*** Opening EXCERPT ***

Technical Corrections Act ‘07
Satisfying a pledge with an IRA distribution—IRS Information Letter. By analogy to Rev. Rul. 64-240, a taxpayer who satisfies a pledge by making a qualified charitable distribution under IRC §408(d)(8) from his or her IRA directly to a charitable organization would not include the distribution in gross income, the IRS said in a August 20, 2010 Information Letter to Harvey P. Dale, University Professor of Philanthropy and the Law, Director, National Center on Philanthropy and the Law at New York University Law School written by Michael J. Montemurro, Office of Associate Chief Counsel.
IRS’s caveat. “This letter is an ‘information letter’, which calls attention to a well-established interpretation or principle of tax law without applying it to a specific set of facts. It is intended for informational purposes only and does not constitute a ruling. See section 2.04 of Rev. Proc. 2010-1, 2010-1 I.R.B. 1, 7.”
My caveat. To avoid income on satisfying a pledge with a distribution from an IRA, the distribution must qualify under the requirements outlined above.
Advantages of IRA/Charitable Distributions:
• A gigantic additional pool of funds is available for charitable gifts.

*** Closing EXCERPT ***
*** Opening DATA UNDER STUDY ***

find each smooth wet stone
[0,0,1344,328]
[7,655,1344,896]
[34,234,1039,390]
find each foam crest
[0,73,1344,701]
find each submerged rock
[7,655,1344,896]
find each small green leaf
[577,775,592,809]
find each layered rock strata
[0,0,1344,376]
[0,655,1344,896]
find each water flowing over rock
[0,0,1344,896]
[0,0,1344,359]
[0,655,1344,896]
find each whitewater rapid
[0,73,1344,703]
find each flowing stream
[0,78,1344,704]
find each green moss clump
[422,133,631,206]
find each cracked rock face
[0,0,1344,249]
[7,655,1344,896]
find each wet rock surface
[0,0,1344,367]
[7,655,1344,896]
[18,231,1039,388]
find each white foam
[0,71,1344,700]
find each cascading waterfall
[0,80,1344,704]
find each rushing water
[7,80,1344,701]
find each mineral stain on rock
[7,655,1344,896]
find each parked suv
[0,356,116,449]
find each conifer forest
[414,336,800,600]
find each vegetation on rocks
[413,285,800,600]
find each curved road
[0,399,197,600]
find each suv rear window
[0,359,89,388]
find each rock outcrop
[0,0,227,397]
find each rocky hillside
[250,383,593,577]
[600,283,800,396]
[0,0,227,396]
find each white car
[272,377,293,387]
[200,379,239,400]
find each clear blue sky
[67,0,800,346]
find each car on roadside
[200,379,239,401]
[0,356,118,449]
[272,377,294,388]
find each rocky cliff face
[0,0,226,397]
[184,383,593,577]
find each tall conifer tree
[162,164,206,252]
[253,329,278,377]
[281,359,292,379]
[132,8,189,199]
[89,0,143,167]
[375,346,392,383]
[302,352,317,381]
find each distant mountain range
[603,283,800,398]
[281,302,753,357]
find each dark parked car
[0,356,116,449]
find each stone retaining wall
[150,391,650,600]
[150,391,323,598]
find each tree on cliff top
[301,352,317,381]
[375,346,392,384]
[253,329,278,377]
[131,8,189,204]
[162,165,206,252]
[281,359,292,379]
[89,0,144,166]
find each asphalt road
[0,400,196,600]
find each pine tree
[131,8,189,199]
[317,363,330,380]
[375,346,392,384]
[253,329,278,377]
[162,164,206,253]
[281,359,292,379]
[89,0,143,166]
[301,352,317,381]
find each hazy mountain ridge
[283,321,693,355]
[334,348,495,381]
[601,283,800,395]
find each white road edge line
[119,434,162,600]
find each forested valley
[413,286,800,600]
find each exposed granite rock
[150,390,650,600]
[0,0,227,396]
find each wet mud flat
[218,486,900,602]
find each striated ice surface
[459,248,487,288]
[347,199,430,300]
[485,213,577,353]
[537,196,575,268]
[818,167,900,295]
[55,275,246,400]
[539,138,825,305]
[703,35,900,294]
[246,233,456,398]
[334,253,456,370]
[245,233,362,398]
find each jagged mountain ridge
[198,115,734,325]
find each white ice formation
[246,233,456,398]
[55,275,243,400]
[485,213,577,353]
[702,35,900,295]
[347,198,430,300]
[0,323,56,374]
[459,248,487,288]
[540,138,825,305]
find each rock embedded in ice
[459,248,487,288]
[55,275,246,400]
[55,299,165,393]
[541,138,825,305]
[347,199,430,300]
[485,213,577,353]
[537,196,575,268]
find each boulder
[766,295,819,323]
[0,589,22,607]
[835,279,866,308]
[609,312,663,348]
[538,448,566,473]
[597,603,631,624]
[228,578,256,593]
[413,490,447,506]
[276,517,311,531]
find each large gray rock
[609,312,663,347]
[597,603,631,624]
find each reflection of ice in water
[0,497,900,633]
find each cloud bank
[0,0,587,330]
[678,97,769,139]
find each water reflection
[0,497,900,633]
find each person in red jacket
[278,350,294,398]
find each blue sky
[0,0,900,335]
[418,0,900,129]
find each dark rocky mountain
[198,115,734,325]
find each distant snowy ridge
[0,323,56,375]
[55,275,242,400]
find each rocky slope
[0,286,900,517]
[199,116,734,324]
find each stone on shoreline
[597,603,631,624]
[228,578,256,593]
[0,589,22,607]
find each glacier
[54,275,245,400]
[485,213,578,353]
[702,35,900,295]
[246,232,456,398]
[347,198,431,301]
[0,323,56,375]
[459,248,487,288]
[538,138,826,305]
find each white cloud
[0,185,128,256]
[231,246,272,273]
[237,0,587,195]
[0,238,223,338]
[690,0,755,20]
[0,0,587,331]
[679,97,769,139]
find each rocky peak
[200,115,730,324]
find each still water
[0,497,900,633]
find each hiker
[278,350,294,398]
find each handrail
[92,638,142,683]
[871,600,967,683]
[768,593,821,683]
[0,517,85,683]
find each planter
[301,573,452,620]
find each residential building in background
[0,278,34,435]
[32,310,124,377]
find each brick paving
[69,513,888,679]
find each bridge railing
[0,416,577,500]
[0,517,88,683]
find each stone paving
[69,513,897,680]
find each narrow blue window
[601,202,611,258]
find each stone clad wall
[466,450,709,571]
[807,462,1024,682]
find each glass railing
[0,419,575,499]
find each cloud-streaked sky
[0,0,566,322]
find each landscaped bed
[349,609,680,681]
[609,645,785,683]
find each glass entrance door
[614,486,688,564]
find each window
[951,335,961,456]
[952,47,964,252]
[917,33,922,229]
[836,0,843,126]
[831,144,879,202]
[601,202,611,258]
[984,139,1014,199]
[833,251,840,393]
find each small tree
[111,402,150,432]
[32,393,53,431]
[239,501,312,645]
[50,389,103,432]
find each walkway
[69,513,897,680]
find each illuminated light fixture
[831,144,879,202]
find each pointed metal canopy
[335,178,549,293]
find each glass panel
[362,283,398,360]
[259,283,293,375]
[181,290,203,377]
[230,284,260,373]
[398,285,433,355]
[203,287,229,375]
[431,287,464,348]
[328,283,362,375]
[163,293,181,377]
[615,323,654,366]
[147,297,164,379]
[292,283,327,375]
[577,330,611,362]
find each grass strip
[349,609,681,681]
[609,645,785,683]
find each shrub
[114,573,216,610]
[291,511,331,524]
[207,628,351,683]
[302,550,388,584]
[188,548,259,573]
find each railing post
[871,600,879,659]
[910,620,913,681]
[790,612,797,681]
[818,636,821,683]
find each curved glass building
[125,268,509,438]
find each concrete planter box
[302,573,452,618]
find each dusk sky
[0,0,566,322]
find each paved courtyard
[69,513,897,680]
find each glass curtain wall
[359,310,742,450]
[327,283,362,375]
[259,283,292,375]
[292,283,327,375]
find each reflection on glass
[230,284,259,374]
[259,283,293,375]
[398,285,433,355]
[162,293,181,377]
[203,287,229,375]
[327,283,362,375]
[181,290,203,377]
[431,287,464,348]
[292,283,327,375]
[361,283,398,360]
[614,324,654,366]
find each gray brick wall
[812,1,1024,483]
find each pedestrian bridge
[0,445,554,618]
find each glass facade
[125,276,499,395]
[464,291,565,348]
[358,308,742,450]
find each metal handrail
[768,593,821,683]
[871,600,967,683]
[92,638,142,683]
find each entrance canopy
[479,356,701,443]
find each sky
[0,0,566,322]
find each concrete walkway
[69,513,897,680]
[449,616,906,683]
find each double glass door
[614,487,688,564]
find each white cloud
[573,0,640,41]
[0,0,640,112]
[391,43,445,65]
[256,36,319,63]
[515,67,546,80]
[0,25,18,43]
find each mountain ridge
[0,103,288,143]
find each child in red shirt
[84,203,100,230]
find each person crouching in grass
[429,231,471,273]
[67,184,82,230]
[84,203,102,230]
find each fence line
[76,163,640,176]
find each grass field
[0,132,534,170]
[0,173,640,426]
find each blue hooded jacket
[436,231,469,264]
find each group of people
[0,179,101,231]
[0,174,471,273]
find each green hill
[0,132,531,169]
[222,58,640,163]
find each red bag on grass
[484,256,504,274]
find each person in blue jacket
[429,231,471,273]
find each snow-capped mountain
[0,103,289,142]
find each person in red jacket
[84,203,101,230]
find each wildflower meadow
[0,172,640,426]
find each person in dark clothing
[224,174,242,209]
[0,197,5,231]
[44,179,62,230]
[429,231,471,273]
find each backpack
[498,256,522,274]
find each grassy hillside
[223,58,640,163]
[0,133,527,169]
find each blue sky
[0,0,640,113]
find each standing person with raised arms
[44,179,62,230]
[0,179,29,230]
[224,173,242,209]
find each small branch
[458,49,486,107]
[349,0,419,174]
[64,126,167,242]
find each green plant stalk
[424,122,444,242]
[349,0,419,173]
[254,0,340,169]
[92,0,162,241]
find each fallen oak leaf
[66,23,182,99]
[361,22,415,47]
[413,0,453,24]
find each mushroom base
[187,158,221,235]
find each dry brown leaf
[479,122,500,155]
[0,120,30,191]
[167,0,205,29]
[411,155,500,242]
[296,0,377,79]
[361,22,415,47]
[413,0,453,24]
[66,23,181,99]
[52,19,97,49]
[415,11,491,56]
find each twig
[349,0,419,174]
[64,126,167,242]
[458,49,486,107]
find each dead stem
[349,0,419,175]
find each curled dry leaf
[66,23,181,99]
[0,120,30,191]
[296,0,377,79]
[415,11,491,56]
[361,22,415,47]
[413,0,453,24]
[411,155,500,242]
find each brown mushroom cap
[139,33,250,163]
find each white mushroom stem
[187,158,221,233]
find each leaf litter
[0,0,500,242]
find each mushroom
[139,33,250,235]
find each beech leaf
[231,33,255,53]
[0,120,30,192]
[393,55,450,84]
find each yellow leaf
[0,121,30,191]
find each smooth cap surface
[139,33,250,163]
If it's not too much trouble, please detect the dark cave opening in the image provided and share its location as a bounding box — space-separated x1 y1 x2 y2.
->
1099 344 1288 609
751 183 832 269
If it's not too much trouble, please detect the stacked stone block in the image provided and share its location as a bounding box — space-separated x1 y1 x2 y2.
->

*** Closing DATA UNDER STUDY ***

#### [WORK TASK 1]
Output the part of the IRA pledge excerpt that opens with the words containing "Technical Corrections Act" and closes with "Associate Chief Counsel.".
#### [WORK TASK 2]
According to the IRA pledge excerpt, who wrote the August 20, 2010 Information Letter?
#### [WORK TASK 3]
List every revenue ruling, revenue procedure, and Internal Revenue Code section cited in the IRA pledge excerpt.

#### [EXERCISE SOLUTION 1]
Technical Corrections Act ‘07
Satisfying a pledge with an IRA distribution—IRS Information Letter. By analogy to Rev. Rul. 64-240, a taxpayer who satisfies a pledge by making a qualified charitable distribution under IRC §408(d)(8) from his or her IRA directly to a charitable organization would not include the distribution in gross income, the IRS said in a August 20, 2010 Information Letter to Harvey P. Dale, University Professor of Philanthropy and the Law, Director, National Center on Philanthropy and the Law at New York University Law School written by Michael J. Montemurro, Office of Associate Chief Counsel.

#### [EXERCISE SOLUTION 2]
Michael J. Montemurro, Office of Associate Chief Counsel.

#### [EXERCISE SOLUTION 3]
- Rev. Rul. 64-240
- IRC §408(d)(8)
- Rev. Proc. 2010-1 (section 2.04)